Records excerpted from a collection
==*==

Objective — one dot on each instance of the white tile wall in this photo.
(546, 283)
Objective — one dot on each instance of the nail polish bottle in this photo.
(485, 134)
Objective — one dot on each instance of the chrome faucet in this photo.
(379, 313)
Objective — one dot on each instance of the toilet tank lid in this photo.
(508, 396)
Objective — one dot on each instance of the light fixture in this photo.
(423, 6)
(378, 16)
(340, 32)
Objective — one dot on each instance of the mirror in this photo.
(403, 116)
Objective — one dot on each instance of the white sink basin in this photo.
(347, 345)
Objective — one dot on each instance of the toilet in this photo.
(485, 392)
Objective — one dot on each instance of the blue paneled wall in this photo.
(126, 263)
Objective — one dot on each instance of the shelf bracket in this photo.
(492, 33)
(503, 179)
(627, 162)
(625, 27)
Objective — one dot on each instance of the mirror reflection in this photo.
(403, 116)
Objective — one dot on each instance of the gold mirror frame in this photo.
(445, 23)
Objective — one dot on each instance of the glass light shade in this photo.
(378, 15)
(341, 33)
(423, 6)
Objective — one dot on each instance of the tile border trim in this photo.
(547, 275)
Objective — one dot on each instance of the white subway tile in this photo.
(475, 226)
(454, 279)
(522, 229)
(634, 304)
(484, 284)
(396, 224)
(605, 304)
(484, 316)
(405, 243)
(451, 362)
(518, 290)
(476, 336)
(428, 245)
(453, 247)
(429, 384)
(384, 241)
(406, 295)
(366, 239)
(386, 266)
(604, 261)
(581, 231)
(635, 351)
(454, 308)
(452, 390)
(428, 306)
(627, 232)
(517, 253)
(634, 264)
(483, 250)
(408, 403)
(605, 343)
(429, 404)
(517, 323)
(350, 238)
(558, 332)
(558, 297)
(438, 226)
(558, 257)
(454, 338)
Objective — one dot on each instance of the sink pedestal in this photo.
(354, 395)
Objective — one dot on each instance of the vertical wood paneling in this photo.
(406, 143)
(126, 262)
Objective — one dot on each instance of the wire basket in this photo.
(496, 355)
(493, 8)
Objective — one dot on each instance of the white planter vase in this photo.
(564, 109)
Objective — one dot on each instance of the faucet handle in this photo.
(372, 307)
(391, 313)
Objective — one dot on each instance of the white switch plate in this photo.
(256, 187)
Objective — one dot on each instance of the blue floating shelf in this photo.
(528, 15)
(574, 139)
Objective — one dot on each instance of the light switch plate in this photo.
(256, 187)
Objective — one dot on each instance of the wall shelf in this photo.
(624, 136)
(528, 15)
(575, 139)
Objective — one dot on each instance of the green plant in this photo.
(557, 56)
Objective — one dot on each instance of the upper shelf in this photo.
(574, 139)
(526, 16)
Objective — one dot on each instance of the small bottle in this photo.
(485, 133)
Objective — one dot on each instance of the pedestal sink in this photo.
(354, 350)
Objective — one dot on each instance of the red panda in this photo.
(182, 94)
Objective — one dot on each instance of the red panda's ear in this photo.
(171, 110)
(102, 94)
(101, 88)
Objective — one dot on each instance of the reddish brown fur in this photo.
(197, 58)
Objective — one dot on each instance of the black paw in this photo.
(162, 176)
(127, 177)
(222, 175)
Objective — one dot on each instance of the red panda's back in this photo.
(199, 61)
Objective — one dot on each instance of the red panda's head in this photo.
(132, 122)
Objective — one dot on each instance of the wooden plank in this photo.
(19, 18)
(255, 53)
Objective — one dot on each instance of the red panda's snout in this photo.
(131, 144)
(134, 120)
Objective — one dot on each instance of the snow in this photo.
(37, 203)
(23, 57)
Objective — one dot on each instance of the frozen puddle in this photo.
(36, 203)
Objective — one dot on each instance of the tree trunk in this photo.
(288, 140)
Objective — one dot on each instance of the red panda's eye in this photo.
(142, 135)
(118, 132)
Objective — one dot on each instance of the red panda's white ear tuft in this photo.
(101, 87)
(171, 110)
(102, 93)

==*==

• _PROBLEM_
Transcribe the data above in its entirety, exactly.

• _EXERCISE OUTPUT_
Objective — one dot on each instance of the white tile wall in this photo.
(546, 283)
Objective — one dot on each instance of the nail polish bottle in this photo.
(485, 134)
Objective — one dot on each instance of the chrome faucet in this photo.
(379, 313)
Objective — one dot on each instance of the toilet tank lid in this photo.
(508, 396)
Objective — one dot on each instance of the light fixture in this photo.
(423, 6)
(378, 16)
(340, 32)
Objective — one dot on each instance of the mirror in this photo.
(403, 116)
Objective — one dot on each instance of the white sink basin in this photo.
(347, 345)
Objective — one dot on each instance of the toilet in this photo.
(485, 392)
Objective — one dot on each instance of the blue paneled wall in this photo.
(126, 263)
Objective — one dot on each instance of the shelf bracket in this photo.
(492, 33)
(503, 179)
(627, 162)
(625, 27)
Objective — one dot on each instance of the mirror reflection in this photo.
(403, 116)
Objective — one dot on each instance of the gold mirror frame in this photo.
(445, 23)
Objective — one dot on each instance of the glass light shade in this photo.
(378, 15)
(341, 33)
(423, 6)
Objective — one dot on each instance of the tile border trim in this photo.
(547, 275)
Objective — one dot on each instance of the white subway tile in this photo.
(475, 226)
(454, 279)
(522, 229)
(634, 304)
(484, 284)
(396, 224)
(605, 304)
(484, 316)
(405, 243)
(451, 362)
(518, 290)
(476, 336)
(428, 245)
(453, 247)
(429, 384)
(384, 241)
(406, 295)
(366, 239)
(386, 266)
(604, 261)
(581, 231)
(635, 351)
(454, 308)
(452, 390)
(428, 306)
(627, 232)
(517, 253)
(634, 264)
(483, 250)
(408, 403)
(605, 343)
(429, 404)
(517, 323)
(350, 238)
(558, 332)
(558, 297)
(438, 226)
(558, 257)
(454, 338)
Objective — one dot on each instance of the sink pedestal in this photo.
(354, 395)
Objective — one dot on each instance of the vertical wood paneling in this photo.
(406, 143)
(126, 262)
Objective — one dot on each instance of the wire basket in this photo.
(496, 355)
(493, 8)
Objective — one dot on each instance of the white planter vase in this photo.
(564, 109)
Objective — one dot on each instance of the faucet handle in this photo.
(372, 307)
(391, 313)
Objective — one dot on each instance of the white switch plate in this photo.
(256, 187)
Objective — one dot on each instance of the blue floating shelf in this photo.
(528, 15)
(574, 139)
Objective — one dot on each instance of the light switch plate in this photo.
(256, 187)
Objective — one dot on each instance of the wall shelf in this photo.
(624, 136)
(528, 15)
(575, 139)
Objective — one dot on each instance of the green plant in this photo.
(557, 56)
Objective — one dot on each instance of the upper shelf in this photo.
(574, 139)
(526, 16)
Objective — one dot on each instance of the small bottle in this photo.
(485, 133)
Objective — one dot on each instance of the pedestal sink in this photo.
(354, 350)
Objective — one dot on each instance of the red panda in this photo.
(182, 94)
Objective — one dot on each instance of the red panda's ear in this photo.
(171, 110)
(102, 94)
(101, 88)
Objective — one dot on each instance of the reddish brown fur in this photo.
(197, 58)
Objective — one dot on each instance of the black paw in this photo.
(162, 176)
(127, 177)
(222, 175)
Objective — one dot on each instance of the red panda's back in this photo.
(199, 61)
Objective — one dot on each instance of the red panda's head in this photo.
(132, 122)
Objective — one dot on each instance of the wooden plank in this photo.
(19, 18)
(255, 53)
Objective — one dot on each instance of the red panda's snout in this photo.
(131, 144)
(134, 120)
Objective — one dot on each instance of the snow in this photo.
(37, 203)
(23, 57)
Objective — one dot on each instance of the frozen puddle in this photo.
(36, 203)
Objective — one dot on each instance of the tree trunk in this photo.
(288, 140)
Objective — one dot on each instance of the red panda's eye in this photo.
(142, 135)
(118, 132)
Objective — one dot on each instance of the red panda's white ear tuft in this photo.
(101, 87)
(171, 110)
(102, 93)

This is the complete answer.